[Object location annotation data]
==*==

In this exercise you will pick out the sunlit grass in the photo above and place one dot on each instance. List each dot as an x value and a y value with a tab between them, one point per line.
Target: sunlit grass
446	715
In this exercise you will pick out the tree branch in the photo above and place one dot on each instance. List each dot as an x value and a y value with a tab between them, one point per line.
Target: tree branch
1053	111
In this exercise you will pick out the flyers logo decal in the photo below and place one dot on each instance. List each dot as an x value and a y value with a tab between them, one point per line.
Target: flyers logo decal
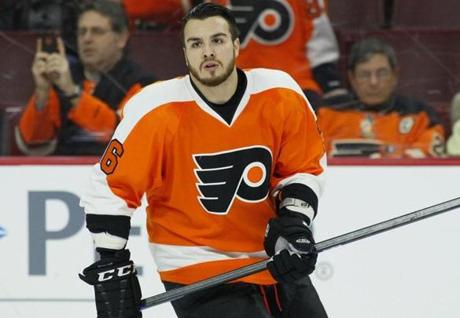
242	173
268	22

==*==

- _Given request_: Rewrite the listing above, replacing "dot" with "marker" everywhere and changing nothing else. Leave the pictures out of your answer.

- _Correct output_:
In this exercise you will pick out the sunlit grass in the photo above and place one marker on each instance. List each marker as an x value and a y value with a tab between them, one point per line.
Target: sunlit grass
446	715
In this exercise you will pick out the tree branch in the photo above and place one marker on each instance. List each marker as an x value and a y value with a tab between them, one point per line.
Target: tree branch
1053	111
In this exercise you will pick out the flyers logo decal in the photo below and place one marker on each instance. List each marker as an x value and a y value with a tab between them, one point per line.
Target: flyers logo decal
242	173
268	22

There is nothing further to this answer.